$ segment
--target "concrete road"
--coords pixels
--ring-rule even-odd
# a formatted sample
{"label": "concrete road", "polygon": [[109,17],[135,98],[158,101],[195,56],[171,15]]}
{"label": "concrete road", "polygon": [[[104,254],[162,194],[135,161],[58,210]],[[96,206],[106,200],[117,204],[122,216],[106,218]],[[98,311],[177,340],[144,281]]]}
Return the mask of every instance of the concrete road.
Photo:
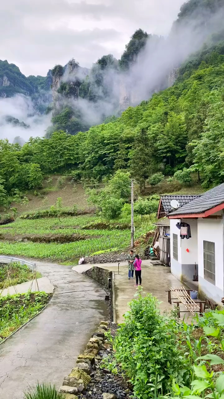
{"label": "concrete road", "polygon": [[[118,323],[123,322],[124,320],[123,315],[130,310],[128,303],[133,299],[136,292],[137,288],[134,286],[136,284],[134,273],[134,278],[128,280],[126,262],[120,263],[119,275],[118,262],[81,265],[73,268],[73,269],[82,273],[93,266],[114,272],[116,321]],[[185,284],[170,273],[170,267],[162,265],[153,266],[150,260],[142,261],[141,269],[143,295],[148,293],[152,294],[160,302],[159,309],[161,312],[169,312],[171,309],[174,308],[174,305],[173,304],[171,305],[169,303],[168,293],[166,292],[166,290],[169,290],[171,287],[181,287]],[[186,309],[183,305],[180,304],[180,309],[181,310],[184,311],[181,314],[181,318],[185,316],[187,320],[190,318],[189,320],[191,322],[191,314],[185,311]]]}
{"label": "concrete road", "polygon": [[41,277],[39,279],[37,279],[37,281],[35,280],[33,281],[30,280],[26,282],[22,282],[21,284],[12,285],[5,288],[0,292],[0,295],[2,296],[6,296],[8,294],[13,295],[17,293],[25,294],[29,291],[31,288],[31,292],[33,292],[38,290],[37,284],[39,291],[44,291],[48,294],[53,292],[54,286],[51,284],[49,279],[47,277]]}
{"label": "concrete road", "polygon": [[61,385],[92,332],[108,317],[97,283],[71,267],[37,263],[55,293],[42,313],[0,345],[0,399],[22,399],[37,380]]}

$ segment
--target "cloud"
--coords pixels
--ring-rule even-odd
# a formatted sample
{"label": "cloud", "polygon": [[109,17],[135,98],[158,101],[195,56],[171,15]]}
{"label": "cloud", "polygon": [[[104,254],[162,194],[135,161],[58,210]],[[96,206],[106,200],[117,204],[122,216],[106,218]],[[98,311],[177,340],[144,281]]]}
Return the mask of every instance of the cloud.
{"label": "cloud", "polygon": [[45,75],[75,58],[119,57],[134,31],[167,35],[183,0],[8,0],[0,6],[0,58]]}
{"label": "cloud", "polygon": [[[9,123],[8,117],[12,117],[24,122],[28,127]],[[0,99],[0,139],[8,138],[12,142],[20,136],[27,141],[30,137],[42,137],[50,123],[51,115],[37,115],[33,109],[29,97],[17,95],[14,97]]]}

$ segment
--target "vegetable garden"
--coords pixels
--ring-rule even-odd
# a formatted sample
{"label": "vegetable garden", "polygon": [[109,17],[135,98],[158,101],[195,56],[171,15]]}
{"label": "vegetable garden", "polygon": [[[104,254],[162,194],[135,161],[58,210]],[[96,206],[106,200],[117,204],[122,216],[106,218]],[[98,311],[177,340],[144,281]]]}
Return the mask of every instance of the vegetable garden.
{"label": "vegetable garden", "polygon": [[160,314],[158,302],[141,289],[130,303],[114,340],[107,368],[125,376],[139,399],[224,398],[224,310],[195,316]]}

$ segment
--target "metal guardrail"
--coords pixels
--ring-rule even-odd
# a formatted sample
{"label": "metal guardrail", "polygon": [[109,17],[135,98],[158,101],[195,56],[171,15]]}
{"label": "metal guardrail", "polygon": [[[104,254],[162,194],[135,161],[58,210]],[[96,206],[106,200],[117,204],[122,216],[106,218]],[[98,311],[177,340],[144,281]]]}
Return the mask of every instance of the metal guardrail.
{"label": "metal guardrail", "polygon": [[24,261],[18,258],[14,258],[11,256],[0,256],[0,263],[11,263],[12,262],[17,262],[21,265],[26,265],[33,272],[36,269],[36,264],[32,262]]}

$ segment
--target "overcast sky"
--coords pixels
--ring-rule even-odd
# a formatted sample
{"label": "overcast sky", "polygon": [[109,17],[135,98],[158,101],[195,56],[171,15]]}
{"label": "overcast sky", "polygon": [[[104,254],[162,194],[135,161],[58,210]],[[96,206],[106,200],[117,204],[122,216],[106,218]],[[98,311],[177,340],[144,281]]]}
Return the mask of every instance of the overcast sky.
{"label": "overcast sky", "polygon": [[2,0],[0,59],[26,75],[45,75],[71,58],[90,67],[119,58],[140,28],[167,35],[184,0]]}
● ● ● ● ●
▸ Exercise prompt: Pictures appear in the records above. Output everything except them, exactly.

▸ The solution:
$ segment
--target "concrete road"
--coords pixels
--ring-rule even-odd
# a formatted sample
{"label": "concrete road", "polygon": [[109,17],[135,98],[158,101],[195,56],[171,15]]}
{"label": "concrete road", "polygon": [[[104,254],[162,194],[135,161],[58,210]],[[96,206],[106,200],[117,204],[122,216],[106,218]],[[98,311],[177,340],[144,281]]]}
Return the mask of every instance of the concrete road.
Photo:
{"label": "concrete road", "polygon": [[[118,323],[123,322],[124,320],[123,315],[130,310],[128,303],[133,299],[136,292],[137,288],[134,286],[136,284],[134,273],[134,278],[128,280],[126,262],[120,263],[119,275],[118,262],[81,265],[73,268],[73,269],[82,273],[93,266],[114,272],[116,321]],[[185,284],[170,273],[170,267],[162,265],[153,266],[150,260],[142,261],[141,269],[143,295],[148,293],[152,294],[160,302],[159,309],[161,312],[169,312],[171,309],[174,308],[174,305],[173,304],[171,305],[169,303],[168,293],[166,292],[166,290],[169,290],[171,287],[181,287]],[[186,309],[183,305],[180,304],[180,309],[181,310],[184,311],[181,314],[181,318],[185,316],[187,320],[190,318],[189,320],[191,322],[191,314],[185,311]]]}
{"label": "concrete road", "polygon": [[41,277],[39,279],[37,279],[37,281],[35,280],[33,281],[30,280],[26,282],[22,282],[21,284],[12,285],[5,288],[0,292],[0,295],[2,296],[6,296],[8,294],[13,295],[17,293],[25,294],[29,291],[31,288],[31,292],[33,292],[38,290],[37,284],[39,291],[44,291],[48,294],[53,292],[54,286],[51,284],[49,279],[47,277]]}
{"label": "concrete road", "polygon": [[61,385],[92,332],[108,317],[97,283],[71,267],[37,263],[55,293],[42,313],[0,345],[0,399],[22,399],[37,380]]}

$ segment
--target "cloud"
--coords pixels
--ring-rule even-odd
# a formatted sample
{"label": "cloud", "polygon": [[109,17],[135,98],[158,101],[195,56],[171,15]]}
{"label": "cloud", "polygon": [[[104,254],[162,194],[135,161],[58,210]],[[96,206],[106,200],[117,204],[122,216],[106,218]],[[98,311],[177,340],[144,281]]]}
Return the mask of every instance of the cloud.
{"label": "cloud", "polygon": [[45,75],[75,58],[119,57],[134,31],[167,35],[183,0],[8,0],[0,6],[0,58]]}
{"label": "cloud", "polygon": [[[9,123],[8,117],[12,117],[24,122],[28,127]],[[0,99],[0,139],[8,138],[12,142],[20,136],[27,141],[30,137],[42,137],[50,123],[51,115],[37,115],[33,109],[29,97],[17,95],[14,97]]]}

$ segment
--target "vegetable garden"
--coords pixels
--ring-rule even-odd
# a formatted sample
{"label": "vegetable garden", "polygon": [[109,17],[135,98],[158,101],[195,56],[171,15]]}
{"label": "vegetable garden", "polygon": [[[104,254],[162,194],[135,161],[58,210]],[[96,206],[106,200],[117,204],[122,216],[106,218]],[[98,311],[177,340],[144,281]]]}
Return the mask of every instance of the vegetable garden.
{"label": "vegetable garden", "polygon": [[160,314],[158,302],[141,289],[130,303],[114,340],[107,368],[125,376],[139,399],[224,398],[224,310],[195,316]]}

$ segment
--target "metal guardrail"
--coords pixels
--ring-rule even-odd
# a formatted sample
{"label": "metal guardrail", "polygon": [[109,17],[135,98],[158,101],[195,56],[171,15]]}
{"label": "metal guardrail", "polygon": [[[104,254],[162,194],[135,161],[58,210]],[[96,206],[106,200],[117,204],[122,216],[106,218]],[[98,311],[177,340],[144,281]]]}
Return the mask of every instance of the metal guardrail.
{"label": "metal guardrail", "polygon": [[24,261],[18,258],[14,258],[11,256],[0,256],[0,263],[11,263],[12,262],[17,262],[21,265],[26,265],[33,272],[36,269],[36,264],[32,262]]}

$ segment
--target "overcast sky"
--coords pixels
--ring-rule even-odd
# a formatted sample
{"label": "overcast sky", "polygon": [[109,17],[135,98],[158,101],[195,56],[171,15]]}
{"label": "overcast sky", "polygon": [[[104,254],[162,194],[135,161],[58,210]],[[96,206],[106,200],[117,204],[122,216],[106,218]],[[98,311],[177,340],[144,281]]]}
Return the mask of every instance of the overcast sky.
{"label": "overcast sky", "polygon": [[2,0],[0,59],[26,75],[45,75],[71,58],[90,67],[119,58],[140,28],[167,35],[184,0]]}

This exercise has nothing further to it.